EXERCISE INSTRUCTIONS: Below are records; reproduce exactly the lines from the one that has "cuff with a single pin each" through the one that has "dark top with a single pin each", ends included, and nothing more.

── INFORMATION PROVIDED

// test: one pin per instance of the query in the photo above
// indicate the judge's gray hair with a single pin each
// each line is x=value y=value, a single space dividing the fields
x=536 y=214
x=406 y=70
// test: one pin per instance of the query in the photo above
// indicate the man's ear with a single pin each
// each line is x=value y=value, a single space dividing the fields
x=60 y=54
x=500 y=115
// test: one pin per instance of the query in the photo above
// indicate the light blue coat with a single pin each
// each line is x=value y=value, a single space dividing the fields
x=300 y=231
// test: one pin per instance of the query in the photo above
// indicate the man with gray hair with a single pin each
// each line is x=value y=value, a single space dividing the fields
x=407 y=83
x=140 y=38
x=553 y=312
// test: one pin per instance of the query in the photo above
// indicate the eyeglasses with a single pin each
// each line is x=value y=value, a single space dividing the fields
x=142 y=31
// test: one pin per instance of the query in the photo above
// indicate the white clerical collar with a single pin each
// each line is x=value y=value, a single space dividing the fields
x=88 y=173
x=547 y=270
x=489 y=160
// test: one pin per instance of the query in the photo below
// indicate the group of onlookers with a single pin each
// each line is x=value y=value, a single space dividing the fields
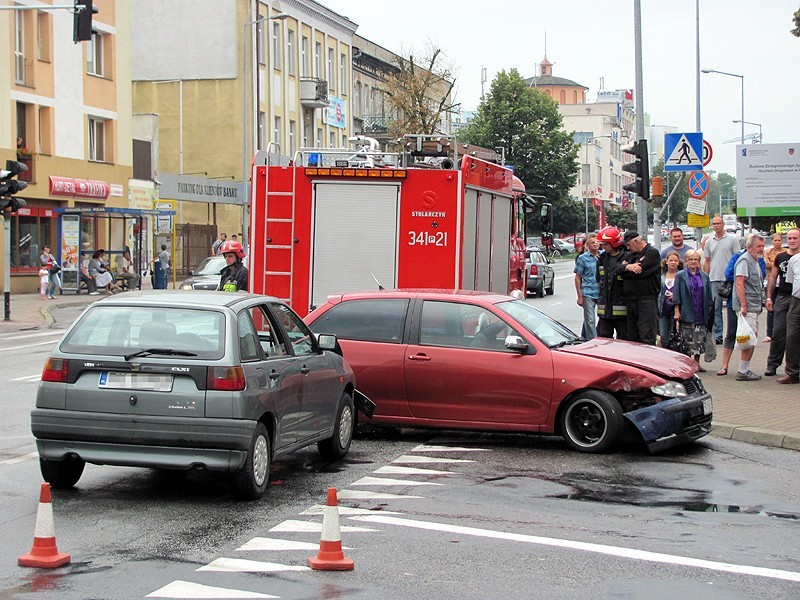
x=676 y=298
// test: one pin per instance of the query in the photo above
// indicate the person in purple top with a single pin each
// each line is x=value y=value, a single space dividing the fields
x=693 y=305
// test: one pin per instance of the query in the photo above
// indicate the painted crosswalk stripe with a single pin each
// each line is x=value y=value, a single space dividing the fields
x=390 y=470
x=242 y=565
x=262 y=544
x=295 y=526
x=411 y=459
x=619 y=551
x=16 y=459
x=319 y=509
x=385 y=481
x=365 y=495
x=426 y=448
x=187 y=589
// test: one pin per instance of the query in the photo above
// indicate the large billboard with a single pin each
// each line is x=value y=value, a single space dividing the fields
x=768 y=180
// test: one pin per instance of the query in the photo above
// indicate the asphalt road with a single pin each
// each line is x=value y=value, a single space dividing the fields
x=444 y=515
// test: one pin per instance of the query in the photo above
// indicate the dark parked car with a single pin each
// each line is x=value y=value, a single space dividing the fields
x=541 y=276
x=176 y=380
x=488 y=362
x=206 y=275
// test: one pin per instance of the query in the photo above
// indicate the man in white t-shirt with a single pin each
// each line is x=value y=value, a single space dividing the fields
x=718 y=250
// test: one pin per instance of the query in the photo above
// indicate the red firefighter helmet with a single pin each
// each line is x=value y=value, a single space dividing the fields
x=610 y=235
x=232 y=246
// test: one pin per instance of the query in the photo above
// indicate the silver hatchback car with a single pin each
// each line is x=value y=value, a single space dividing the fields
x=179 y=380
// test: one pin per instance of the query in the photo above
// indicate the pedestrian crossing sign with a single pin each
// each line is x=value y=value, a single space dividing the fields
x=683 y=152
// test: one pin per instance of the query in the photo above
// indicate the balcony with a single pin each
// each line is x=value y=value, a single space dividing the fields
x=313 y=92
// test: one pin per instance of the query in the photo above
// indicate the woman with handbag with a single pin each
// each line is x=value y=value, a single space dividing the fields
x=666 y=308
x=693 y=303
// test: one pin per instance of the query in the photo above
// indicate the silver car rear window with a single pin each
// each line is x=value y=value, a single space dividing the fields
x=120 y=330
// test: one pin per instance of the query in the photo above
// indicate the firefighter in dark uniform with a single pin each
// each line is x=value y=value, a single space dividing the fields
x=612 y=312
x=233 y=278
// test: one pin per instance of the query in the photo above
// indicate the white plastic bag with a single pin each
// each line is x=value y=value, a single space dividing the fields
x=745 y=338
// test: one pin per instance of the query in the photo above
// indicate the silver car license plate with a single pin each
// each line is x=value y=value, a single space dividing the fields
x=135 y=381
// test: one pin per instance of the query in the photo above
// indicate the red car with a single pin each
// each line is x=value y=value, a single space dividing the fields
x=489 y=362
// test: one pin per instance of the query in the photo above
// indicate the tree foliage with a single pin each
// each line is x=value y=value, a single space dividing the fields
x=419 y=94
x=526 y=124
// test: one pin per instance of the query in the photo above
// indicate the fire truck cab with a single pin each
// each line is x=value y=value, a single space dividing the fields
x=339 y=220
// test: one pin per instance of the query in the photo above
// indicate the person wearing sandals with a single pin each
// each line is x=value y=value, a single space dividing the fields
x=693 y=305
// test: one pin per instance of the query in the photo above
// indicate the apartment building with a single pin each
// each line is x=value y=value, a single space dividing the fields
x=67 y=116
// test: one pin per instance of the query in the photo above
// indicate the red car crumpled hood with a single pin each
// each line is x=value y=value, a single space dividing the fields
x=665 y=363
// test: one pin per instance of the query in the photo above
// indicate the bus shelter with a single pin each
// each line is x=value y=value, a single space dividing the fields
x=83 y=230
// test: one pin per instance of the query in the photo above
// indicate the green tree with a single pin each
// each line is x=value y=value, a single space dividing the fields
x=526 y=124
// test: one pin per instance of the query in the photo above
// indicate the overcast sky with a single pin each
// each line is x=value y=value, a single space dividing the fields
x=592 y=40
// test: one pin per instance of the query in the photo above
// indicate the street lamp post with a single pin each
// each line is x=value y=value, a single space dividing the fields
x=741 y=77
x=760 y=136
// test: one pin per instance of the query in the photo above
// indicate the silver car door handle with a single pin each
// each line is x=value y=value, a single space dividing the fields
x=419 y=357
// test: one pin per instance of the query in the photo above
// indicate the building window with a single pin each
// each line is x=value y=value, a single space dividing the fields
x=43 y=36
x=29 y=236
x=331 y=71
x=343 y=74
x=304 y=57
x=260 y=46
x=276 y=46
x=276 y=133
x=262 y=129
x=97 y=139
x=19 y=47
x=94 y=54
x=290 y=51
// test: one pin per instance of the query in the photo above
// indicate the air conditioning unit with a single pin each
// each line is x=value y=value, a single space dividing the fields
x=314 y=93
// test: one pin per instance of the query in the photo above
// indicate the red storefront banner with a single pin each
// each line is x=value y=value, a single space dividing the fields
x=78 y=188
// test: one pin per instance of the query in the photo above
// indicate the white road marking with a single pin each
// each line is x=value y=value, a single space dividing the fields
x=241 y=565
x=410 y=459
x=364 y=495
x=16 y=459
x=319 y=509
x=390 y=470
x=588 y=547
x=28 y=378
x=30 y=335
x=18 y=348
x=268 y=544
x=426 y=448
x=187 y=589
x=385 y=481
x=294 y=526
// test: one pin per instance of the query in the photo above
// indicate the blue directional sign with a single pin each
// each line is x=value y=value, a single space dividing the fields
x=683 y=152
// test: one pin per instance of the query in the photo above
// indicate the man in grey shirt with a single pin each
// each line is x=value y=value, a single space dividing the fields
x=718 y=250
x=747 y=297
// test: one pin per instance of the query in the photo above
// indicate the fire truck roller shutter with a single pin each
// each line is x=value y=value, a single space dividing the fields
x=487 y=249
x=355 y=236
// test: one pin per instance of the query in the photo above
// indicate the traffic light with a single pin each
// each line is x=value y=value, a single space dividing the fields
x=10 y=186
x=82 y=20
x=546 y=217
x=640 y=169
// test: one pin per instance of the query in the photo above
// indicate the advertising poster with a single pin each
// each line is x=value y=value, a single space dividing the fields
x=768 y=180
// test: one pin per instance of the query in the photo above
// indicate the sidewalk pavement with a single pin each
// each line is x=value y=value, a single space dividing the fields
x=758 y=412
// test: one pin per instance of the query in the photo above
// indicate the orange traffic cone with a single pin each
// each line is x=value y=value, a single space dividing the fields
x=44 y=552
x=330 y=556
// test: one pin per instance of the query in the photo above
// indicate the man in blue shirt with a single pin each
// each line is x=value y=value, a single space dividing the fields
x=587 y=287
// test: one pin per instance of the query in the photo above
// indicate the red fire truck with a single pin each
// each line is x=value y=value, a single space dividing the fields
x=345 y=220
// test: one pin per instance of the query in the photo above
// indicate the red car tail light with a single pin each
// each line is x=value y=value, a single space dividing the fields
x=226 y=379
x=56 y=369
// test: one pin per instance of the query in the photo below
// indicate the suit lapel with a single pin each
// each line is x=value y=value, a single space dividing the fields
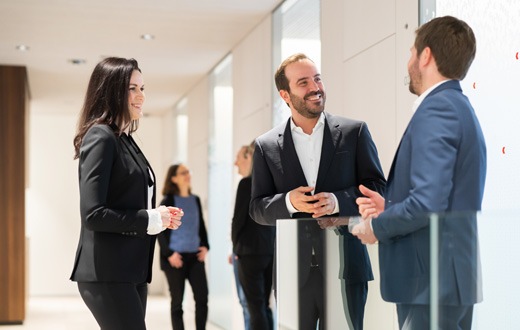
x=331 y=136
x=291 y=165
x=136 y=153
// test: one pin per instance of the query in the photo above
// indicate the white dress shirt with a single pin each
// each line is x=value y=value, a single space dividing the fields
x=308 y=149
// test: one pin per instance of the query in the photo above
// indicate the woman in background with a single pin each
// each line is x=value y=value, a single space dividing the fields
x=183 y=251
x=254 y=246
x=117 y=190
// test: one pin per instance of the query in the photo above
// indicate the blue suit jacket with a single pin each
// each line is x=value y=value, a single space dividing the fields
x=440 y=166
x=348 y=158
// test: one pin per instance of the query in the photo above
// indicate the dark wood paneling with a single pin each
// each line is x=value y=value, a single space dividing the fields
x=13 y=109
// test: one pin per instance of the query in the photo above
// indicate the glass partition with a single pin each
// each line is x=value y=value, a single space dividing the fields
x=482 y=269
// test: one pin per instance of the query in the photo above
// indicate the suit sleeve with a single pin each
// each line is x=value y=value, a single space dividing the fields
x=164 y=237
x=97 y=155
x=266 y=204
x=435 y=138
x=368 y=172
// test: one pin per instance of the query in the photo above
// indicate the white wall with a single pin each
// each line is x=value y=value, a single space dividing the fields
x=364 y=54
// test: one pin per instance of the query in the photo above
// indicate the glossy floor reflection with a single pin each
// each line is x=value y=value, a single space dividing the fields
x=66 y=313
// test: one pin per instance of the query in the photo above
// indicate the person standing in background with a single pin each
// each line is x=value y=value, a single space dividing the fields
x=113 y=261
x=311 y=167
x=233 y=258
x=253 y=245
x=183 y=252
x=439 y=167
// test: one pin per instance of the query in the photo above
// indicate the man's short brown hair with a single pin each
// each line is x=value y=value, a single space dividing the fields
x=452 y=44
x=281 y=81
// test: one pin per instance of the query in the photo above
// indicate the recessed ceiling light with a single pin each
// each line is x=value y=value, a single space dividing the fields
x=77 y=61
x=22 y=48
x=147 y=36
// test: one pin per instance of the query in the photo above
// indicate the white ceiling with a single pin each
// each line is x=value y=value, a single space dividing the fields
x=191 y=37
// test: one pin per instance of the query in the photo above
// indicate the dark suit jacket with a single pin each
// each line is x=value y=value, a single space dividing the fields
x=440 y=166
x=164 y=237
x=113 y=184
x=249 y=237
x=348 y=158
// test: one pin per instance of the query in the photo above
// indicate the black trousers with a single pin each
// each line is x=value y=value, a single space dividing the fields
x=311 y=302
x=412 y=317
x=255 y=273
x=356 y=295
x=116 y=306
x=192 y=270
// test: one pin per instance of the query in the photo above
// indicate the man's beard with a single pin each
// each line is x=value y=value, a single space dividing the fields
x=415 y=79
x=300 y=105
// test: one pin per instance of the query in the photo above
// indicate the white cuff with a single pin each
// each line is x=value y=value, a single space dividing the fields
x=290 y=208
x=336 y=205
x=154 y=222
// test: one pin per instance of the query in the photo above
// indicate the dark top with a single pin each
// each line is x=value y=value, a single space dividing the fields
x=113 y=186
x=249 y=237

────

OUTPUT FOR THIS TASK:
// indicate the white cuff with a single pin each
// each line is x=value y=value, a single space dividing the fields
x=290 y=208
x=336 y=205
x=154 y=222
// test: one pin per instance of the query in the photo above
// indicate the dark top with a single pin each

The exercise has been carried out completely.